[Stored data]
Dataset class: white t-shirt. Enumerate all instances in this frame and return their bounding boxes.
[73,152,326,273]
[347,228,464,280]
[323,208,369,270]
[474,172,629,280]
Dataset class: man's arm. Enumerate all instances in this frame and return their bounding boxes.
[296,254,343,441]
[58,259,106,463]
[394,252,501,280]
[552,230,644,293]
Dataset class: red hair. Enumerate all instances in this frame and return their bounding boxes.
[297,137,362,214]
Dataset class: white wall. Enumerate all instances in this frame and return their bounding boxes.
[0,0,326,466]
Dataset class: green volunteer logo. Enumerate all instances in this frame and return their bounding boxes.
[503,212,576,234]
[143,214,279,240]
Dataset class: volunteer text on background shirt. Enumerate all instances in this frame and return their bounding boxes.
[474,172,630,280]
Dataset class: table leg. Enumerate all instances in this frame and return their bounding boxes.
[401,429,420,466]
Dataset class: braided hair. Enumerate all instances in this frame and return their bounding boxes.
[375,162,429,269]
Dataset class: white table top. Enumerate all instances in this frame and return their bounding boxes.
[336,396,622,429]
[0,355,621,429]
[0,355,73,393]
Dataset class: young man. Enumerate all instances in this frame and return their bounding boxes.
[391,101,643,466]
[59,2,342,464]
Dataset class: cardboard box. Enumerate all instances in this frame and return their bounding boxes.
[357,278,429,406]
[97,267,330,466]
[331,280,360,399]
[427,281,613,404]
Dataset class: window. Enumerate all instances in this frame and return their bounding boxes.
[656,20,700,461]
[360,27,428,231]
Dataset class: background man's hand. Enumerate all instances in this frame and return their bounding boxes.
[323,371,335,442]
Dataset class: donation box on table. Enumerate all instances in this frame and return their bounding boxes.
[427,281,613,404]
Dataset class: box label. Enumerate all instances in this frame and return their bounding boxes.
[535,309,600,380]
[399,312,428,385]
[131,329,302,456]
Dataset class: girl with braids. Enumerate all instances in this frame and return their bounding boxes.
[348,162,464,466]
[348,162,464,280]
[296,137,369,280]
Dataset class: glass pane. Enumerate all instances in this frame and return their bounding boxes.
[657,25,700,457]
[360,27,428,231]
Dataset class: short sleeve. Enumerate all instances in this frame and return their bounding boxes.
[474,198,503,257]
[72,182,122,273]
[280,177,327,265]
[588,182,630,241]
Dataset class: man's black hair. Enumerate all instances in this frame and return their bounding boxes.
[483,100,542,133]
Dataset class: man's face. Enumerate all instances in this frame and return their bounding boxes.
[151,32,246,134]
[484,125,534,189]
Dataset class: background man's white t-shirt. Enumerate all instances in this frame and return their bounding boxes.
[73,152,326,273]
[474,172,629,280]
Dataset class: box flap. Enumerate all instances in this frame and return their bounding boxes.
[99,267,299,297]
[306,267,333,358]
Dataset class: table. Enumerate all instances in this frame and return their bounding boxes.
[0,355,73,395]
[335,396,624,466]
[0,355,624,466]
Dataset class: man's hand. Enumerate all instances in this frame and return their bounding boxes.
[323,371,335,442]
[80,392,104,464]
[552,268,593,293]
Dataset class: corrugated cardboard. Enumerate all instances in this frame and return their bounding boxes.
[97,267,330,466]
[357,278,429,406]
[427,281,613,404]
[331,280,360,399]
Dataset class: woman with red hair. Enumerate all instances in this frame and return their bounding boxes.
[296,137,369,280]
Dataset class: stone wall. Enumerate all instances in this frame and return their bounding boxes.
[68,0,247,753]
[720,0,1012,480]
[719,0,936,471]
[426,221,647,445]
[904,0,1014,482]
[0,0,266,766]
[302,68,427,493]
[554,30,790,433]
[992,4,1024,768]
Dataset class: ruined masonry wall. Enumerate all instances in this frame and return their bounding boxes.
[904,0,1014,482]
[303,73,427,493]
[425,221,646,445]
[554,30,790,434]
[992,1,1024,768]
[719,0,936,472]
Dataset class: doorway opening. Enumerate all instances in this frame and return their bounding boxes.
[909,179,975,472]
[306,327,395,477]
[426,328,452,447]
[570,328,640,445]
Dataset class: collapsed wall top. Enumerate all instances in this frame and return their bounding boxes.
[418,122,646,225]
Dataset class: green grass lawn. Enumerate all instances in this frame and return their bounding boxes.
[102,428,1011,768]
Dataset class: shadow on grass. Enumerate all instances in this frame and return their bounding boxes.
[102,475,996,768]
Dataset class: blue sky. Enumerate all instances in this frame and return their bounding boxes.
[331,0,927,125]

**Problem details:** Could you reproduce every record above exactly as it appears?

**Exercise solution:**
Dataset class: white t-shirt. Enumerate all instances in this frame and return their bounding boxes.
[73,152,326,273]
[347,228,464,280]
[323,208,369,270]
[474,172,629,280]
Dataset class: man's arm. Enumerate all instances in this frame and return their bounding boxes.
[296,254,343,441]
[58,259,106,463]
[394,252,501,280]
[552,230,644,293]
Dataset class: red hair. Enumerate all instances in this frame and return their bounding boxes.
[297,137,362,214]
Dataset class: white wall. Enumerate all instances in this frame and return their bounding boxes.
[0,0,326,466]
Dataset class: green volunteer logo. Enumerate all instances in this frame and return their bounding boxes.
[503,212,576,234]
[143,214,279,240]
Dataset class: volunteer text on background shirt. Enumerate all instances in this frame and return their bounding boxes.
[474,172,630,280]
Dataset class: table leg. Enumerate all instances in this frame and return their bounding boxes.
[401,429,420,466]
Dataset class: braided hair. Enumerate all instances in this frame and return their bounding boxes.
[375,162,429,269]
Dataset class: white table top. Enumerate all instances in this frame and return their bounding boxes.
[336,396,622,429]
[0,355,621,429]
[0,355,73,393]
Dataset class: young man. Enumerate all instances in this frame and return their bounding boxes.
[391,101,643,466]
[59,2,342,464]
Dataset class: cardboard box. Enumerate all instances in this frame and return their bounding boxes.
[357,278,429,406]
[97,267,330,466]
[331,280,360,399]
[427,281,613,404]
Dataset class: window. Enumerate all instances in this frame and return their bounding boxes.
[656,20,700,461]
[360,27,428,231]
Dataset class: background man's hand. Enumerate all instances in this frame and return their bounding boxes.
[323,371,335,442]
Dataset class: donation box on table. Enumerate all instances in this frame and return their bounding boxes.
[427,281,613,404]
Dataset class: box label. Enumerate all instances in this frame and return their bounding boxes.
[535,309,600,380]
[399,312,428,385]
[131,329,302,456]
Dataset class: girl with braids. Enumerate all instances in this frame and return their bounding boxes.
[348,162,464,466]
[348,162,464,280]
[296,137,369,280]
Dataset class: glass pane. Enumerate all instances in this frame and return their bounding boxes.
[657,25,700,457]
[360,27,428,231]
Dataset class: short sleeve. Enumerate all instances in this frame and return their bounding boxes.
[474,198,503,257]
[72,182,122,273]
[280,177,327,265]
[588,182,630,241]
Dataset class: man's black hair. Enumerate all instances in this frame and return their bounding boxes.
[483,100,542,133]
Dataset class: man's face. Enumerate all instances in this frame and return their bounding boxes.
[151,32,246,134]
[484,125,534,189]
Dataset class: background man's white t-shirt. Enumerate all instances in this frame and return their bounding boxes.
[73,152,326,273]
[474,172,629,280]
Dataset class: box flap. Enumerate all instances in this frame and return their bounding boxes.
[99,267,299,297]
[306,267,333,358]
Dataset class: table. Enumerate all instances in this frame and return their bounding boxes.
[0,355,73,395]
[335,396,624,466]
[0,355,624,466]
Dataset class: man's hand. Enumerate all instances in this frame and return their bounding boxes.
[323,371,335,442]
[80,392,104,464]
[552,268,593,293]
Dataset class: corrugated cardboard. Enumerate all instances in this frame and return their bounding boxes.
[97,267,330,466]
[357,278,429,406]
[427,281,613,404]
[331,280,360,399]
Dataset class: woman with red hair. Enumerate all instances in this frame and return their bounding boxes.
[296,137,369,280]
Dataset class: stone wall. Enumerate all instances in this frame and return their bounding boxes.
[68,0,247,753]
[720,0,1012,480]
[719,0,936,471]
[426,221,647,445]
[904,0,1014,482]
[0,0,266,766]
[302,68,427,493]
[554,30,790,433]
[992,4,1024,768]
Dataset class: ruined masonry wall. Enumerate all instances in this frame and return their bounding boxes.
[904,0,1014,482]
[303,73,427,493]
[425,221,646,445]
[554,30,790,434]
[992,1,1024,768]
[719,0,936,472]
Dataset class: doorway opening. Enumerate all instances in this frame and return their bounding boxes.
[909,179,975,472]
[306,327,395,477]
[426,328,452,447]
[570,328,640,445]
Dataset class: collapsed wall top. Enumerate all instances in this frame and return their bounding boxes.
[418,122,646,225]
Dataset class: green grass lawn. Enumerate all instances in this frame and return their bounding boxes.
[102,428,1011,768]
Dataset class: shadow on grass. Enumerate all instances in this frame and return their bounding boxes.
[102,475,996,768]
Dataset class: blue sky. Enumerate all instances in this frame and return their bounding boxes.
[331,0,927,125]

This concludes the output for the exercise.